**Document text**:
------------------------------------------------------------

Simple position encoder. An MLP on sinusoidal features may not capture complex map topology. Two positions that are close in Euclidean distance but separated by a thin wall (and therefore have completely different visual content) get similar position embeddings. But the current approach works well enough for the map tested.

Wall-facing difficulty. Despite calibration, wall-facing frames remain the primary source of false positives. The fundamental issue is that walls have less visual information per position than open areas so there's less signal for the model to match against. Depth-based features as additional input, or even abandoning absolute coordinates as input just like the above point.

Coarse calibration grid. The spatial binning is coarse. Fine-grained map features (doorways, texture boundaries) span sub-bin regions. Bins with few training samples fall back to global stats, which can be poorly calibrated. A finer grid or a learned calibration network would improve spatial uniformity, at the cost of needing more calibration data.

------------------------------------------------------------

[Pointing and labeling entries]

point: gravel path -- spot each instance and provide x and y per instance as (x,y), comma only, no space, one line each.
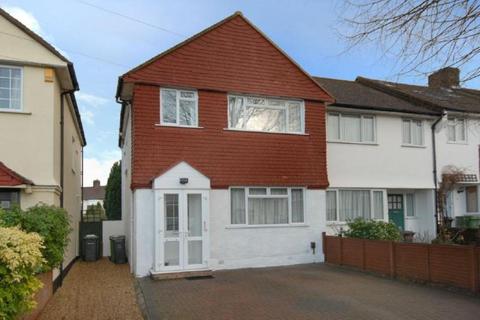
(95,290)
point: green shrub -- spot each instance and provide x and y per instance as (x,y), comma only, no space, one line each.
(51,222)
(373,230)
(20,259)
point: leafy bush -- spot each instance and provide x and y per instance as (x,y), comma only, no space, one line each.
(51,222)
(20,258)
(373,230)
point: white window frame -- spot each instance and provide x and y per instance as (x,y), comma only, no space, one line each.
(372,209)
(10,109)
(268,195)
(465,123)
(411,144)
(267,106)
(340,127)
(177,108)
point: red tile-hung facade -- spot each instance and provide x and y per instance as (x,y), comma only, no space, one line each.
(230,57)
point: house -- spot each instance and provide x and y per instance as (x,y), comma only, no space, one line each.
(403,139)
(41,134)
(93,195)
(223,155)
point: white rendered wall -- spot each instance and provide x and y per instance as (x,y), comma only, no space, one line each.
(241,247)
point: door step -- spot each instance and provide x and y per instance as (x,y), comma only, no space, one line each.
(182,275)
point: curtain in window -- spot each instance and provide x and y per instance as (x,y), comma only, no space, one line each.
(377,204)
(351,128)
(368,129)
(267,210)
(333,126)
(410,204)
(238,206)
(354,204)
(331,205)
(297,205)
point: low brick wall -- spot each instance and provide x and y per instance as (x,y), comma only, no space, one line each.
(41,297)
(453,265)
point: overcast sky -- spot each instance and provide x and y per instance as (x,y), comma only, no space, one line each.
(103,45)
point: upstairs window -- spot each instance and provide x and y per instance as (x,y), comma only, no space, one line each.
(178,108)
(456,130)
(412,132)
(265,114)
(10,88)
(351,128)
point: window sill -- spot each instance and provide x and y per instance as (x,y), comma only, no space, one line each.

------------------------------------------------------------

**Set problem A**: In the notes on the model's limitations, what happens to bins with few training samples?
**Set problem B**: Please pick up the notes on the model's limitations after their final sentence and carry them on.

**Exercise answer A**: They fall back to global stats, which can be poorly calibrated.

**Exercise answer B**:
Single-frame scoring. The model sees one frame at a time. A temporal version scoring a short window of recent frames could catch drift earlier by detecting trends in the score trajectory.

Anchor point memory. It is not possible to cheat memory after all. Periodically saving generated frames as anchor points and scoring future frames against them, combined with relative position inputs rather than absolute coordinates, could produce a detector that generalises across maps without retraining per environment.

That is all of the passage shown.